### Extract to read:
▼
Monday, 1 June 2015

The UK Employment Miracle

Unemployment in the UK has been steadily falling, with 1.4 million new jobs created since the depths of 2010. This is rightly seen as a success for the government; I would say that nothing eats away at a country's morale like high unemployment.

This fall in unemployment has led Noah Smith, for example, to suggest that there is no shortfall in demand in the UK. Brad DeLong disagrees and I am firmly on Profesor DeLong's side here.

This reduction in unemployment has come with a very puzzling lack of increase in productivity per worker. The graph below shows how productivity per worker, after fifty years of extremely steady increase, is actually lower in 2014 than it was in 2007.

How to interpret this? Did technology suddenly stop improving productivity in 2008? Was there some structural change that meant that growth in the UK suddenly should stop?

As I have been arguing in just about  every other post I have written; what has happened is that the economy since 2008 has been suffering from a lack of demand. This is structural, due to too much of the income from GDP being saved; I believe this is because interest, rental and dividend payments as a proportion of GDP are too high and worker compensation is too low. 

In previous years, private sector debt would increase, increasing spending and filling the demand gap. After 2008 this has not been possible as, even at the zero lower bound, the poor economic prospects and already extremely high levels of private sector debt have reduced the appetite to increase private sector debt. The government has stepped in to a certain extent but the chronic lack of demand is still there and if and when the government reduces spending further this should become apparent. The solution to this is new central bank money given to the government, allowing the government to run bigger deficits without increasing debt.
▲
### Written problem A:
Reproduce word for word the passage of the post on UK employment from "Monday, 1 June" to "like high unemployment.".
### Written problem B:
Translate this sentence from the post on UK employment into Spanish: "This reduction in unemployment has come with a very puzzling lack of increase in productivity per worker."
The records stand apart from the post on UK employment and are separate material.

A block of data
▼
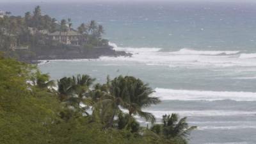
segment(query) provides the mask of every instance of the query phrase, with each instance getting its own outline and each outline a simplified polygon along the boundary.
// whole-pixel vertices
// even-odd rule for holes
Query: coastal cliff
[[[84,48],[79,46],[37,46],[31,49],[16,49],[18,60],[34,63],[45,60],[97,59],[100,56],[131,56],[132,54],[116,51],[111,46]]]

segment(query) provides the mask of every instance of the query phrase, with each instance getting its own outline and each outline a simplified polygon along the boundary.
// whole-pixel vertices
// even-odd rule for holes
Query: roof
[[[80,33],[76,31],[70,30],[67,32],[55,31],[54,33],[49,34],[50,36],[79,36]]]

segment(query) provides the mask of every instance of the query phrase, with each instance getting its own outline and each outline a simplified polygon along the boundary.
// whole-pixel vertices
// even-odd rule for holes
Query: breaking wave
[[[256,111],[225,111],[225,110],[173,110],[159,111],[146,110],[147,112],[154,114],[157,118],[161,118],[165,114],[178,113],[180,117],[209,117],[209,116],[255,116]]]
[[[256,67],[256,54],[245,54],[239,51],[196,51],[182,49],[177,51],[163,52],[157,47],[120,47],[109,43],[116,51],[133,54],[131,57],[100,58],[108,61],[136,61],[148,65],[164,65],[171,67]]]
[[[163,100],[221,100],[256,101],[256,93],[245,92],[216,92],[172,90],[157,88],[154,95]]]

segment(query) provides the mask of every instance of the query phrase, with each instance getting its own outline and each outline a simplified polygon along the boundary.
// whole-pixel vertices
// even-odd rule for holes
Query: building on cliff
[[[82,35],[74,30],[67,31],[55,31],[48,34],[50,39],[67,45],[79,45]]]
[[[3,10],[0,10],[0,18],[3,18],[5,15],[5,12]]]

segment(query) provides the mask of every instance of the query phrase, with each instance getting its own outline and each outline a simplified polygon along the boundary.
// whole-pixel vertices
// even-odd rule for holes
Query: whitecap
[[[216,116],[255,116],[256,111],[225,111],[225,110],[173,110],[173,111],[160,111],[160,110],[145,110],[152,113],[157,118],[162,118],[164,115],[177,113],[180,117],[216,117]]]
[[[256,101],[256,93],[248,92],[217,92],[173,90],[157,88],[154,96],[162,100],[221,100]]]

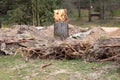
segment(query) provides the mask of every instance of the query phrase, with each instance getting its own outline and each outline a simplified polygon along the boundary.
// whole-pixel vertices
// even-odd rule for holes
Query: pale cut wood
[[[58,9],[54,10],[54,22],[68,22],[67,10]]]

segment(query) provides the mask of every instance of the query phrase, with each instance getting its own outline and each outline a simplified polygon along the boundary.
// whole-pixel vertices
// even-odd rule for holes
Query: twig
[[[47,66],[50,66],[50,65],[52,65],[52,63],[45,64],[45,65],[42,66],[42,69],[43,69],[43,68],[46,68]]]

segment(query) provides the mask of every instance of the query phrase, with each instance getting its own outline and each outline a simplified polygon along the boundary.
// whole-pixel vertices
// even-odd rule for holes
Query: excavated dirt
[[[91,31],[90,34],[84,33],[87,31]],[[101,27],[88,29],[69,24],[70,36],[76,33],[82,33],[85,36],[82,39],[68,37],[65,40],[54,37],[53,25],[44,28],[41,27],[40,29],[34,26],[14,25],[10,29],[0,29],[0,32],[1,52],[14,54],[18,48],[23,47],[22,49],[28,52],[28,56],[26,57],[35,54],[39,58],[83,58],[89,61],[96,61],[115,56],[120,52],[118,45],[119,38],[111,39],[111,36],[120,36],[120,29],[107,32]],[[3,43],[5,46],[3,46]],[[101,48],[101,45],[118,46],[115,48]],[[119,61],[119,58],[116,60]]]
▲
### Task answer A:
Monday, 1 June 2015

The UK Employment Miracle

Unemployment in the UK has been steadily falling, with 1.4 million new jobs created since the depths of 2010. This is rightly seen as a success for the government; I would say that nothing eats away at a country's morale like high unemployment.

### Task answer B:
Esta reducción del desempleo ha venido acompañada de una falta muy desconcertante de aumento en la productividad por trabajador.